### CONSEGNA
Per favore, riporta per intero e senza alcuna modifica il testo della recensione.

### ESTRATTO FORNITO
Recensione a L. Greco, L’io morale. David Hume e l’etica contemporanea, Liguori, Napoli 2008

In base a un pregiudizio assai duro a morire, riscontrabile non soltanto a livello di “manualistica” ma perfino nella critica più rigorosa, il tentativo anti-metafisico apportato da David Hume nel Treatise of human nature costituirebbe in fondo un tentativo di demolizione della filosofia stessa, con protagoniste assolute la nozione di ‘causa’ e quella di ‘io’. Rispetto alla prima – da Hume sottratta al dominio della giustificazione razionale per essere riconsegnata a quello della processualità biologica, al pari della respirazione o della manualità prensile –, il filosofo scozzese è di frequente additato come colui che avrebbe confutato la validità del procedimento induttivo e reso gli esseri umani schiavi di una «fede irrazionale» (Popper). Quanto alla nozione di ‘io’, la celebre teoria humiana del fascio di percezioni, caratterizzata dall’intento di desostanzializzare quella nozione, avrebbe come inevitabile ricaduta «l’impossibilità di indicare l’io, di individuarlo in qualcosa di fermo e invariabile» (p. 7). Non solo: dal momento che Hume, nelle restanti pagine del Trattato, incurante della sua stessa opera di demolizione, persiste nel riferirsi all’io come a qualcosa di solido e di concreto, la sua filosofia sarebbe con ciò tacciabile della più grave inconsistenza e contraddittorietà.

### DATI ESTRATTI
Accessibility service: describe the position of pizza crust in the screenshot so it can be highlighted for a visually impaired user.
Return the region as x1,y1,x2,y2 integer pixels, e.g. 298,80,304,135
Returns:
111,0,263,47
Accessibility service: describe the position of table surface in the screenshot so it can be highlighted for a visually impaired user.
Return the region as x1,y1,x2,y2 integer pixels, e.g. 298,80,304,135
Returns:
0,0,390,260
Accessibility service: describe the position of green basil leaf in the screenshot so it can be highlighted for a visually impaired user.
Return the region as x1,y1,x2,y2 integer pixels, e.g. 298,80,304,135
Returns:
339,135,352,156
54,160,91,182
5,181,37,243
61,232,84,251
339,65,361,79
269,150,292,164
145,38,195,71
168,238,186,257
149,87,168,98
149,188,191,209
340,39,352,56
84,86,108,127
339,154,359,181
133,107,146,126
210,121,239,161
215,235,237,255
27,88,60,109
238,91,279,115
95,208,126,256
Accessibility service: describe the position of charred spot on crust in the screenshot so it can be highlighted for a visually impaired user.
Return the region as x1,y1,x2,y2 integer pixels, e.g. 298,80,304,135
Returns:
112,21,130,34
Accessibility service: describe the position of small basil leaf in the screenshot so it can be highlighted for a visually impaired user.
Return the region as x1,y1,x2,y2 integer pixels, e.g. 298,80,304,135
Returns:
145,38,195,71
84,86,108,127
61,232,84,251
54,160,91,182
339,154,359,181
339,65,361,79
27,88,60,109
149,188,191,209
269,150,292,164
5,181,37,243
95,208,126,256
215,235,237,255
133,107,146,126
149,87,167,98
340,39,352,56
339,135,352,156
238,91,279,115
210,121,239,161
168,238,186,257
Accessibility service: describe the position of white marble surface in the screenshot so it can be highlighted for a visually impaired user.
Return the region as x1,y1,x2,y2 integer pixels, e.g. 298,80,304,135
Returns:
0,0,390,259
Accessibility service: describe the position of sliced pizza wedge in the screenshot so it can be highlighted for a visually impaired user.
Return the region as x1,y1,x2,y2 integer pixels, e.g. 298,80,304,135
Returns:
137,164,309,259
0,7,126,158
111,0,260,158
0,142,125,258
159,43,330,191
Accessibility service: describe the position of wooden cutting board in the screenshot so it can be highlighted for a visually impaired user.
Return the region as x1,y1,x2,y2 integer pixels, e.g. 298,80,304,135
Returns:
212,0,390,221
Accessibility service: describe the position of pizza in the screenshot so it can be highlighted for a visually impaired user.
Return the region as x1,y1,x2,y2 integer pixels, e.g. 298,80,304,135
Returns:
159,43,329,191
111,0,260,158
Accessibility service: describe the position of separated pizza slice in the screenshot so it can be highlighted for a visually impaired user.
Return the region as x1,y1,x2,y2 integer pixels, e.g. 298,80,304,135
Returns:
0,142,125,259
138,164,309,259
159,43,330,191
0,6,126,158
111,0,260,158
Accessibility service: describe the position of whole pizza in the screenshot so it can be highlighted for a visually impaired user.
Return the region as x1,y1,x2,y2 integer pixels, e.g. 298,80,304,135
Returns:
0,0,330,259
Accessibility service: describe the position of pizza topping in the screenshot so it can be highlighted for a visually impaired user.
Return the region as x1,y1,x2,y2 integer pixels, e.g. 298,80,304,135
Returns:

### RISULTATO
Recensione a L. Greco, L’io morale. David Hume e l’etica contemporanea, Liguori, Napoli 2008

In base a un pregiudizio assai duro a morire, riscontrabile non soltanto a livello di “manualistica” ma perfino nella critica più rigorosa, il tentativo anti-metafisico apportato da David Hume nel Treatise of human nature costituirebbe in fondo un tentativo di demolizione della filosofia stessa, con protagoniste assolute la nozione di ‘causa’ e quella di ‘io’. Rispetto alla prima – da Hume sottratta al dominio della giustificazione razionale per essere riconsegnata a quello della processualità biologica, al pari della respirazione o della manualità prensile –, il filosofo scozzese è di frequente additato come colui che avrebbe confutato la validità del procedimento induttivo e reso gli esseri umani schiavi di una «fede irrazionale» (Popper). Quanto alla nozione di ‘io’, la celebre teoria humiana del fascio di percezioni, caratterizzata dall’intento di desostanzializzare quella nozione, avrebbe come inevitabile ricaduta «l’impossibilità di indicare l’io, di individuarlo in qualcosa di fermo e invariabile» (p. 7). Non solo: dal momento che Hume, nelle restanti pagine del Trattato, incurante della sua stessa opera di demolizione, persiste nel riferirsi all’io come a qualcosa di solido e di concreto, la sua filosofia sarebbe con ciò tacciabile della più grave inconsistenza e contraddittorietà.